● Text:
— start —

HTML Heading Tags Guide

Introduction: The Table of Contents for Your Web Page

If you've ever opened a long article or documentation page and immediately scanned for a bold section title to get your bearings, you've already used heading tags the way they were intended - and probably without thinking about it. Headings are the structural scaffolding of a web page, the h1 being the main title and h2 through h6 creating the section and sub-section hierarchy underneath it, and they're doing three jobs simultaneously: helping sighted users scan the page, giving screen reader users a way to navigate by jumping between headings, and telling search engines what each section of your content is actually about. Getting heading structure right is one of those foundational habits that pays off in every direction.

Key Points

  • Structure - HTML headings provide a hierarchical outline to your content that browsers, search engines, and assistive technologies all read.
  • Navigation - Screen reader users navigate pages by jumping between headings - a proper heading structure makes the page usable for them.
  • Organization - Headings break content into scannable sections so sighted users can find what they're looking for without reading everything.

What are HTML Heading Tags?

HTML has six heading elements - h1 through h6 - and they represent a hierarchy of importance and nesting, with h1 being the top-level title and h6 being the deepest sub-section level. Browsers apply default styling that makes h1 the largest and most prominent and h6 the smallest, which is where beginners often go wrong: they pick a heading level because of how it looks visually rather than what it means structurally. That's backwards. You choose the heading level based on where it sits in your document's hierarchy, and then you use CSS to make it look however the design requires.

— end —

● Tasks and exercises:
(a) In the heading tags guide, write out the stretch from "Introduction: The Table" through "in every direction.".
(b) Answer these questions about the heading tags guide:
(i) How many heading elements does HTML have?
(ii) According to the key points, how do screen reader users navigate pages?
(iii) What should be used to make a heading look however the design requires?
(c) Continue the heading tags guide on HTML headings from its last sentence.
Nothing in the listing matters for any of this.

● Excerpted data:
— start —

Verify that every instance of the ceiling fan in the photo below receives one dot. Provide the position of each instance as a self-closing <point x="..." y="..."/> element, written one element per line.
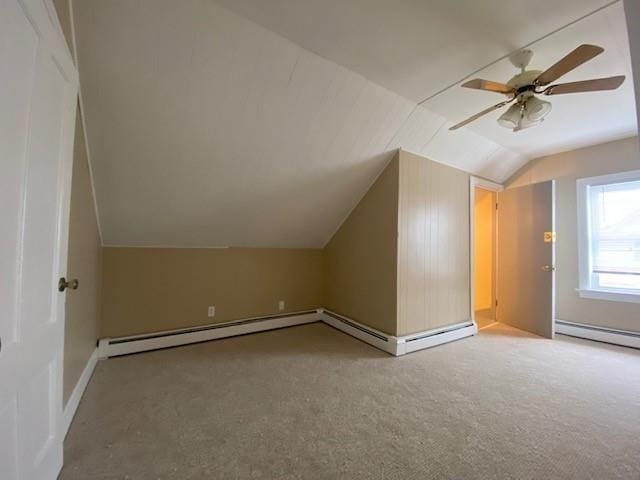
<point x="527" y="110"/>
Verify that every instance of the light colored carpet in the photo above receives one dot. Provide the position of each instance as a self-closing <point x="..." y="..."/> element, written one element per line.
<point x="312" y="403"/>
<point x="484" y="320"/>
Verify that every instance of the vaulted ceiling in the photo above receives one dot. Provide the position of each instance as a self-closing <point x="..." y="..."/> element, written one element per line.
<point x="253" y="123"/>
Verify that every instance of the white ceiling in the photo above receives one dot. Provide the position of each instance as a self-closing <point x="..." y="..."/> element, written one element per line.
<point x="206" y="129"/>
<point x="413" y="47"/>
<point x="576" y="120"/>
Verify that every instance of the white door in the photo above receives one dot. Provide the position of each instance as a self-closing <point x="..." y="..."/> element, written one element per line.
<point x="526" y="257"/>
<point x="38" y="89"/>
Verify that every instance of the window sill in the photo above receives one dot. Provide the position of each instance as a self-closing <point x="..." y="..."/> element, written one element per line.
<point x="609" y="295"/>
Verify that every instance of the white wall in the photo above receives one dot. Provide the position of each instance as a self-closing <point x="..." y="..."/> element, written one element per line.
<point x="632" y="11"/>
<point x="621" y="155"/>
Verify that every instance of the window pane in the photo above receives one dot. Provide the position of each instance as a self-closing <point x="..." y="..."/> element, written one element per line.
<point x="615" y="234"/>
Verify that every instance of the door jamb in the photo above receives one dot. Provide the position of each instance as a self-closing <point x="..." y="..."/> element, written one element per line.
<point x="493" y="187"/>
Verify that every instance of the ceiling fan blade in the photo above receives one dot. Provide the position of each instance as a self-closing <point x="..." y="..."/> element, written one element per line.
<point x="580" y="55"/>
<point x="480" y="114"/>
<point x="480" y="84"/>
<point x="597" y="84"/>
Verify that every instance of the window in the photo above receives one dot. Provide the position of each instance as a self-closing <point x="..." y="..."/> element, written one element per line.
<point x="609" y="236"/>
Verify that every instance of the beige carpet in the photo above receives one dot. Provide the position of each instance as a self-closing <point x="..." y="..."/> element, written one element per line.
<point x="312" y="403"/>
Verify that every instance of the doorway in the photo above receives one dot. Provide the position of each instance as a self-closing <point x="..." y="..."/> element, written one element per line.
<point x="513" y="255"/>
<point x="484" y="270"/>
<point x="484" y="250"/>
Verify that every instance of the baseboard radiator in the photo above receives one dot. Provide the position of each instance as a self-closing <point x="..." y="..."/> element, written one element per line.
<point x="626" y="338"/>
<point x="113" y="347"/>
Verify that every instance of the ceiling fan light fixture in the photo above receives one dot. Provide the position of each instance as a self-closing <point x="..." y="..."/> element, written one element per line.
<point x="536" y="109"/>
<point x="511" y="118"/>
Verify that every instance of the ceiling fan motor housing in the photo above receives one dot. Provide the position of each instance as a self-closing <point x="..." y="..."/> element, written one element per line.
<point x="524" y="79"/>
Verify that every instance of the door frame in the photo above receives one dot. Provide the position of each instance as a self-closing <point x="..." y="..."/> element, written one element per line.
<point x="493" y="187"/>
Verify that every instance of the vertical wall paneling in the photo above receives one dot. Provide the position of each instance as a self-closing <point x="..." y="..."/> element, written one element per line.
<point x="433" y="246"/>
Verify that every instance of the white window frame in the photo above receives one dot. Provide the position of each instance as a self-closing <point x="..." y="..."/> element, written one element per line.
<point x="587" y="288"/>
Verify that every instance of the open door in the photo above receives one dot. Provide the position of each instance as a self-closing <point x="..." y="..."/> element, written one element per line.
<point x="526" y="258"/>
<point x="38" y="92"/>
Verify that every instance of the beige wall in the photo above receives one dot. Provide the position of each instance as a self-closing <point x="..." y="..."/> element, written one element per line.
<point x="484" y="233"/>
<point x="566" y="167"/>
<point x="433" y="245"/>
<point x="632" y="12"/>
<point x="360" y="261"/>
<point x="84" y="263"/>
<point x="64" y="16"/>
<point x="153" y="289"/>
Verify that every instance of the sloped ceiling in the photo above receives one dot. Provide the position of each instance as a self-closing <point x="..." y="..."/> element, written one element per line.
<point x="207" y="129"/>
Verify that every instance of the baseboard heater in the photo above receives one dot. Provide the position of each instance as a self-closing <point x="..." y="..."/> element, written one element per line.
<point x="400" y="345"/>
<point x="112" y="347"/>
<point x="625" y="338"/>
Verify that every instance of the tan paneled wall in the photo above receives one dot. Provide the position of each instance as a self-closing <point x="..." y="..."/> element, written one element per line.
<point x="85" y="263"/>
<point x="433" y="246"/>
<point x="360" y="260"/>
<point x="154" y="289"/>
<point x="566" y="167"/>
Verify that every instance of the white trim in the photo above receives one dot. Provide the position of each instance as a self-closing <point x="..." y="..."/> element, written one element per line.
<point x="112" y="347"/>
<point x="608" y="295"/>
<point x="199" y="247"/>
<point x="586" y="286"/>
<point x="74" y="400"/>
<point x="626" y="338"/>
<point x="399" y="345"/>
<point x="81" y="112"/>
<point x="493" y="187"/>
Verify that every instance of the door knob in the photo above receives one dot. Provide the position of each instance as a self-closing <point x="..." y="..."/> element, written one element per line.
<point x="63" y="284"/>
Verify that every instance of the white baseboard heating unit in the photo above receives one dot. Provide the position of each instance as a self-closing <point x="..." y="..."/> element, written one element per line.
<point x="113" y="347"/>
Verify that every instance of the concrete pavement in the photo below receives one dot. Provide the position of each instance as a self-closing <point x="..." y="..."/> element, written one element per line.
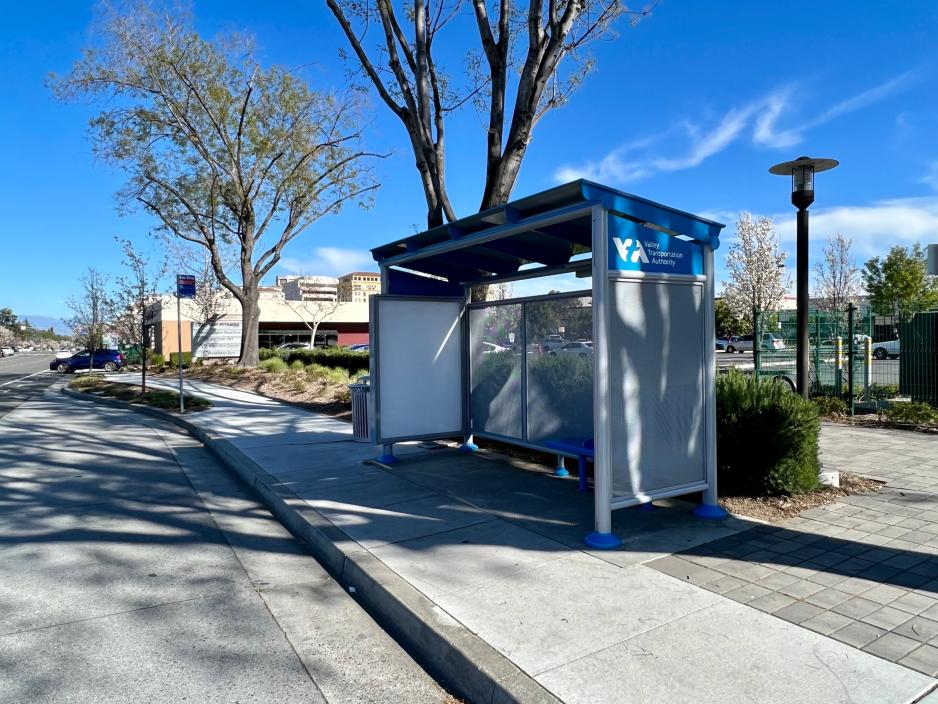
<point x="134" y="568"/>
<point x="453" y="547"/>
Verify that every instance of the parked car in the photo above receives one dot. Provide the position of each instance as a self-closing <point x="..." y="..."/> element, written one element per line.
<point x="492" y="348"/>
<point x="108" y="360"/>
<point x="890" y="349"/>
<point x="744" y="343"/>
<point x="579" y="349"/>
<point x="553" y="342"/>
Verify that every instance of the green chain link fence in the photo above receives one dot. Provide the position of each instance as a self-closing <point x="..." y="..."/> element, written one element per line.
<point x="868" y="360"/>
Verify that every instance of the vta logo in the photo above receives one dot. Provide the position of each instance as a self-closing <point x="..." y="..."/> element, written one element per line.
<point x="637" y="253"/>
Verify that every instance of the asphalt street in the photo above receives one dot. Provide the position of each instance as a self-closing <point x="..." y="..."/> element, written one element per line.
<point x="134" y="568"/>
<point x="23" y="377"/>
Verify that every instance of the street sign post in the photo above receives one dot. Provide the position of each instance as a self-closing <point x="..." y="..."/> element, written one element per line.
<point x="185" y="288"/>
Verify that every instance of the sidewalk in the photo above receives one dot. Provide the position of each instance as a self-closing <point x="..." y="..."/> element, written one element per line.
<point x="477" y="562"/>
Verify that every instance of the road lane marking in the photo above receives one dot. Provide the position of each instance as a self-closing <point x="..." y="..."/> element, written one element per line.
<point x="13" y="381"/>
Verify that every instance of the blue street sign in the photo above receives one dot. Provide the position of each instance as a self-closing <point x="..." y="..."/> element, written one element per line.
<point x="185" y="286"/>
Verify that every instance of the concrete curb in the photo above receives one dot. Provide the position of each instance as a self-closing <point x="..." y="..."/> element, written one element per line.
<point x="460" y="660"/>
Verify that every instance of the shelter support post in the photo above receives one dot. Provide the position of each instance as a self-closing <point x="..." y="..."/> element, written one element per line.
<point x="387" y="454"/>
<point x="561" y="471"/>
<point x="710" y="508"/>
<point x="602" y="537"/>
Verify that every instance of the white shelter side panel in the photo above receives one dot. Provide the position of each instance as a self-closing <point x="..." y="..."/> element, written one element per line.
<point x="419" y="367"/>
<point x="656" y="357"/>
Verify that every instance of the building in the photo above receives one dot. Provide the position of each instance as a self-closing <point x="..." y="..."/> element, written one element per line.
<point x="280" y="321"/>
<point x="310" y="288"/>
<point x="358" y="286"/>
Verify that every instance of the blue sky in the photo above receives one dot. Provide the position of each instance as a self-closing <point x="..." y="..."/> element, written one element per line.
<point x="690" y="108"/>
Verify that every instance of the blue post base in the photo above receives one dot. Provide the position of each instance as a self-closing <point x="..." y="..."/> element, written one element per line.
<point x="711" y="512"/>
<point x="603" y="541"/>
<point x="582" y="485"/>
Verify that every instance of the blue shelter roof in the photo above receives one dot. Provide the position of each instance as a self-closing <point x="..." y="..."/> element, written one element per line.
<point x="547" y="228"/>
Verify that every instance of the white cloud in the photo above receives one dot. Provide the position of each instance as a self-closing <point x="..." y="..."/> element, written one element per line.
<point x="329" y="261"/>
<point x="712" y="142"/>
<point x="634" y="161"/>
<point x="873" y="228"/>
<point x="930" y="178"/>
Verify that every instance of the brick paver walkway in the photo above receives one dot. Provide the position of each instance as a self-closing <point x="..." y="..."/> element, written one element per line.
<point x="863" y="570"/>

— end —

● Results for each task:
(a)
Introduction: The Table of Contents for Your Web Page

If you've ever opened a long article or documentation page and immediately scanned for a bold section title to get your bearings, you've already used heading tags the way they were intended - and probably without thinking about it. Headings are the structural scaffolding of a web page, the h1 being the main title and h2 through h6 creating the section and sub-section hierarchy underneath it, and they're doing three jobs simultaneously: helping sighted users scan the page, giving screen reader users a way to navigate by jumping between headings, and telling search engines what each section of your content is actually about. Getting heading structure right is one of those foundational habits that pays off in every direction.

(b)
(i) Six, h1 through h6.
(ii) By jumping between headings.
(iii) CSS.

(c)
html
1<h1>Main Title of the Page (The Most Important)</h1>
2<h2>Chapter 1: The Beginning</h2>
3<h3>Section 1.1: The First Steps</h3>
4<h3>Section 1.2: The Initial Challenges</h3>
5<h2>Chapter 2: The Development</h2>
6<h3>Section 2.1: Key Learnings</h3>
7<h4>Sub-section 2.1.1: A Specific Detail</h4>
8<h2>Chapter 3: The Conclusion</h2>

Key Points

  • Hierarchy - Six levels from h1 (most important, top level) to h6 (least important, deepest nesting). Each level should only appear inside a section of the level above it.
  • Semantic meaning - The heading level communicates structural position in the document, not visual size. Choose based on meaning.
  • CSS for styling - Visual size and appearance are controlled entirely with CSS - there's no reason to pick a heading level for how it looks by default.

The Six Levels of Headings Explained

In practice most pages only use h1 through h3 regularly, with h4 showing up occasionally in complex content and h5 and h6 being genuinely rare outside of technical documentation, legal text, and academic articles - the kind of content that needs multiple levels of nested sub-sections. Knowing all six exists is useful; knowing you don't need to manufacture reasons to use h5 is equally useful.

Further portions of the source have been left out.